### Challenge 1
How many lines in the entries below contain the string "Target"? Reply with the number alone.
>> begin Source
[CYPHER CODE #1515]
America used to ask one brutal question at the border: can you carry your own weight?
[CYPHER CODE #1516]
The old screening logic became too dangerous to say out loud.
[CYPHER CODE #1517]
The taboo is not dependency. The taboo is admitting dependency used to matter.
BRIEFING
Grant here. Mass immigration is a hot-button issue these days, not only in the U.S. but around most of the Western world. There are migrants fleeing their countries to find greener pastures in other places, much like during the time of Ellis Island. The main difference, though, is that back then, immigration actually asked the tough questions. But now? It seems like we'll just let anyone past the gate. Let’s break it down.
There's a post on X that really shows how openly America used to speak in a language that is now almost impossible to use in public. At Ellis Island and under the immigration laws of that era, officials were not shy about screening for people they believed would struggle mentally, physically, or economically to support themselves. The National Park Service notes that exclusion categories were expanded in 1907 to include “imbeciles,” the “feeble-minded,” and people with defects that were thought to likely affect their ability to earn a living, and Library of Congress material says standardized testing was developed at Ellis Island to identify supposed “feeble-mindedness.”
@us.history.and.mystery The Deceptive Test: How a Pencil Denied Futures at Ellis Island US History American History History Facts Hidden History Suppressed Stories Forgotten US History #ushistory #history #americanhistory #immigration #ellisisland
Good luck using that kind of terminology these days. Heck, you'll get thrown in the gulag just for merely suggesting that we should be screening for criminals at the border.
Then, just to further highlight how different immigration and its impact on the public system look now compared to the times of Ellis Island, the original X post also includes a chart from a March 2026 Center for Immigration Studies report using Current Population Survey data, and CIS shows that 53% of working households headed by non-citizens are using one or more welfare programs when EITC and ACTC are included, while 46% are using just traditional welfare alone. Figure 4 in that report is the country-by-country chart, showing that a vast majority of immigrants using public assistance are from countries like Guatamala, Honduras, El Savador, Hati, etc.
>> end Source
>> begin Input
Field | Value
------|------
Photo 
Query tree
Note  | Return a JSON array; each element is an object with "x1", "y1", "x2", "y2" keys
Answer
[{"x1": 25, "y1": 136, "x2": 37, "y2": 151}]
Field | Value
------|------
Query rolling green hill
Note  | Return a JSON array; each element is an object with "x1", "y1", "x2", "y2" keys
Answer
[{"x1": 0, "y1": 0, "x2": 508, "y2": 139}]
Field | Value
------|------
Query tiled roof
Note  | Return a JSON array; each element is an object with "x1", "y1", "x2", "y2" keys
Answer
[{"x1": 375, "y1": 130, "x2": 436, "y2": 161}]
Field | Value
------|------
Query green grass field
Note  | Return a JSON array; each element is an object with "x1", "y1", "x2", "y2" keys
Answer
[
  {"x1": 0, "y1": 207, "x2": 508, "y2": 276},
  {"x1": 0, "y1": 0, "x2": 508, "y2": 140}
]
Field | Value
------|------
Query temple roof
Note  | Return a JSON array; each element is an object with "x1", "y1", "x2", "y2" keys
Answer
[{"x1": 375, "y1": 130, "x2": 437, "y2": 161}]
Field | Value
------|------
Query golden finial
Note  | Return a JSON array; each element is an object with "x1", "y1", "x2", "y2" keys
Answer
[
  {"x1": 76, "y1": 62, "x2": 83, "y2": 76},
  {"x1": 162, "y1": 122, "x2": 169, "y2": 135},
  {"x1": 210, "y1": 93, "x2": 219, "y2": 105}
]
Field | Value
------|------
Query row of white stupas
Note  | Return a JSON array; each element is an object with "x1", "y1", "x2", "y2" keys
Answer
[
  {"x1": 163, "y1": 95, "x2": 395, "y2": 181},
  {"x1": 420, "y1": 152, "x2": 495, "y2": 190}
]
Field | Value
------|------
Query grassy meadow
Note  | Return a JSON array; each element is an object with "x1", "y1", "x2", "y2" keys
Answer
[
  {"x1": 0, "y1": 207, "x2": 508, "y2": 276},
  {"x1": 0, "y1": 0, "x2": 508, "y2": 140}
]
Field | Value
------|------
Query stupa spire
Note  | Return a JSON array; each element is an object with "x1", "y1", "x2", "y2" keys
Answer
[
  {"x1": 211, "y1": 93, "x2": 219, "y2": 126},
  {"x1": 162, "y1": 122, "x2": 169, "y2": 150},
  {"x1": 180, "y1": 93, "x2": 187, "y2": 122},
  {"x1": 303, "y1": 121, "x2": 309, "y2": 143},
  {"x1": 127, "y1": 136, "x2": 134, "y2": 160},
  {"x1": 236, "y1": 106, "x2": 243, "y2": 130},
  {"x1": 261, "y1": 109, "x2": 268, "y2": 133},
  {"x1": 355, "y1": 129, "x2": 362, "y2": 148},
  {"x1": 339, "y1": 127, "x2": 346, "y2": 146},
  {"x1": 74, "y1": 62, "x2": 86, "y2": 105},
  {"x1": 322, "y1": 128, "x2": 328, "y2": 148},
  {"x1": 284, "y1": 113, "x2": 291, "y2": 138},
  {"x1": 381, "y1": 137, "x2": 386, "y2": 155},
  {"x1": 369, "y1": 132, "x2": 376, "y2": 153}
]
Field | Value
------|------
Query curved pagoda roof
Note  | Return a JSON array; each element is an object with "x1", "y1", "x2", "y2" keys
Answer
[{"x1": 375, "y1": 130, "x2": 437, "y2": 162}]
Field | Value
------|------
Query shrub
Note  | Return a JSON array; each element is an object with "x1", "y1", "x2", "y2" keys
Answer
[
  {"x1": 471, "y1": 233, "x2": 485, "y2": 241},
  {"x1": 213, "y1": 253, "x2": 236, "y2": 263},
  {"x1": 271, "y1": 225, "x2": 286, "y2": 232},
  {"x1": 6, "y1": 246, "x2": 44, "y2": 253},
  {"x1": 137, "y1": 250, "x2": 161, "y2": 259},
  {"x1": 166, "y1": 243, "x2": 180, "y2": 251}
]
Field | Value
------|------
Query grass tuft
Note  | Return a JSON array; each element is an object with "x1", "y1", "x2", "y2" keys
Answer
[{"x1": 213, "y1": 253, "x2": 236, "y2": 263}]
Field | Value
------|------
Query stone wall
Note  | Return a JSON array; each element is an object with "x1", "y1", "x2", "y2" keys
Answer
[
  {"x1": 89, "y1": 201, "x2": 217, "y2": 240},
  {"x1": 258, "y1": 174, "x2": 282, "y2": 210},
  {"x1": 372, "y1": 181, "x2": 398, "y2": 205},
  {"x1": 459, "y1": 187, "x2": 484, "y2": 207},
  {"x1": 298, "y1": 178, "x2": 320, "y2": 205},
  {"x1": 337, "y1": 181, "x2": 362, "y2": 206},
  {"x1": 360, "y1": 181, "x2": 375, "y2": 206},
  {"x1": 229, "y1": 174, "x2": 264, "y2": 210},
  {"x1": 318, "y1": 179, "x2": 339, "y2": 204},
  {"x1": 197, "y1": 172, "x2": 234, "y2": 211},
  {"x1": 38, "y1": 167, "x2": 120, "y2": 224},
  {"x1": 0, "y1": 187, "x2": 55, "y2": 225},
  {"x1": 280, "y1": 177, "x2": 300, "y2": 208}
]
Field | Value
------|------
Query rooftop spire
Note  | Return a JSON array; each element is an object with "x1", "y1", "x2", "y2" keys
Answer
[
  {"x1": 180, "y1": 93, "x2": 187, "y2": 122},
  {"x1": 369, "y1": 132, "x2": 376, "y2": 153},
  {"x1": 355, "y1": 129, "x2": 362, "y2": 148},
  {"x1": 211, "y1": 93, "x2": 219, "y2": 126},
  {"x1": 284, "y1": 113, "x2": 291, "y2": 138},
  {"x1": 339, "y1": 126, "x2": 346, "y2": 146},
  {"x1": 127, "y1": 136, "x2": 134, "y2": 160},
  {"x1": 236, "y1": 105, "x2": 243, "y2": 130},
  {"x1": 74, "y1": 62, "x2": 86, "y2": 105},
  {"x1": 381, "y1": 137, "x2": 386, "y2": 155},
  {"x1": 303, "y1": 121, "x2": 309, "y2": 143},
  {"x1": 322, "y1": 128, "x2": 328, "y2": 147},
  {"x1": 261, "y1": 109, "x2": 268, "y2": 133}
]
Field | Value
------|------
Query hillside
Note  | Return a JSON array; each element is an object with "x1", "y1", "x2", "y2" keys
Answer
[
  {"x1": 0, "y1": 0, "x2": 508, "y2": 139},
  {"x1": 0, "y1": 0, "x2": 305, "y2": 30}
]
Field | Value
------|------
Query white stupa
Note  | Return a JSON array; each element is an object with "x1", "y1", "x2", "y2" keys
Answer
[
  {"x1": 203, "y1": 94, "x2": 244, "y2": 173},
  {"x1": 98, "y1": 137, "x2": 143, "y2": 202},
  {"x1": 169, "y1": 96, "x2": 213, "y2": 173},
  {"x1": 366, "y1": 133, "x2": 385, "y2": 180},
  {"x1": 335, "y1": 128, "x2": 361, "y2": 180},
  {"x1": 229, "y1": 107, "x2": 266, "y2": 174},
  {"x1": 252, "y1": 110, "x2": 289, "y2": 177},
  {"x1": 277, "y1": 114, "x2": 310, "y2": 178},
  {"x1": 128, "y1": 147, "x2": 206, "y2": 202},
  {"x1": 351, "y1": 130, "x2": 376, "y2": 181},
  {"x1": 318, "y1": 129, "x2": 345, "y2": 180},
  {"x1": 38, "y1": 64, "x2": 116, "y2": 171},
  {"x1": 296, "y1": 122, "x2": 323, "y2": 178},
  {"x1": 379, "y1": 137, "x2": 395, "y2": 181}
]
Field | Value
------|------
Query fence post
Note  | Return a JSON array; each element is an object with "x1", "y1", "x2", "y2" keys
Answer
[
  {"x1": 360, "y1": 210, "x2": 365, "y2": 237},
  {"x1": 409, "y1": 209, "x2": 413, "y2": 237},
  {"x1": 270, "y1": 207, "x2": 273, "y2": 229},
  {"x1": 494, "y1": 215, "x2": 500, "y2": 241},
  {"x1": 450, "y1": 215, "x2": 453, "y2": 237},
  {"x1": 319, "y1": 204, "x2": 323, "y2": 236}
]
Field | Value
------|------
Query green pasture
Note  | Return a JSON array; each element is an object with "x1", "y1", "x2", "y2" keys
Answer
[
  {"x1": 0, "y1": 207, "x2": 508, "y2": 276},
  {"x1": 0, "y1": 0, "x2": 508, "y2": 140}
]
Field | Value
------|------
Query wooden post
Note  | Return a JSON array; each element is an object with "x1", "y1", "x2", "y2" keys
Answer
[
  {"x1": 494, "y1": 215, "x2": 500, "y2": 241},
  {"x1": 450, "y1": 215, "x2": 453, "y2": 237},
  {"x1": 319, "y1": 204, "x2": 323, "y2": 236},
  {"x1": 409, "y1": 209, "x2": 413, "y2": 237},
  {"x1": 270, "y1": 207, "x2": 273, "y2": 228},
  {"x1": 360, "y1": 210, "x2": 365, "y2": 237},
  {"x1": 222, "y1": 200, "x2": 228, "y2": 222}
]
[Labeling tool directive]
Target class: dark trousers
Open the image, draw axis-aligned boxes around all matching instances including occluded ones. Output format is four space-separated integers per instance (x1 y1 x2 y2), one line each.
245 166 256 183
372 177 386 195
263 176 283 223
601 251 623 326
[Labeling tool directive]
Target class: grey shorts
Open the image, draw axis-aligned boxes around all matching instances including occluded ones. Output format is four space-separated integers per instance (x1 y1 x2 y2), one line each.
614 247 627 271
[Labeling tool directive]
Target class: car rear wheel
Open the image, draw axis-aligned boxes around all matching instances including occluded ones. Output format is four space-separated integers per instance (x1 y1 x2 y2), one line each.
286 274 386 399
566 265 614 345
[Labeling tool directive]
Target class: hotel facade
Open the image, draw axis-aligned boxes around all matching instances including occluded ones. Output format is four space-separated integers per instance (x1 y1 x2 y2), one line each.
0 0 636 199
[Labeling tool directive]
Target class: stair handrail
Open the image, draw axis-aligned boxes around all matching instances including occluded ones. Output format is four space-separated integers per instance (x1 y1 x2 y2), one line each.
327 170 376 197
>> end Input
### Challenge 2
What does the immigration briefing say, word for word, starting with "[CYPHER CODE #1515]" and going on through "used to matter."?

### Complete output 1
5

### Complete output 2
[CYPHER CODE #1515]
America used to ask one brutal question at the border: can you carry your own weight?
[CYPHER CODE #1516]
The old screening logic became too dangerous to say out loud.
[CYPHER CODE #1517]
The taboo is not dependency. The taboo is admitting dependency used to matter.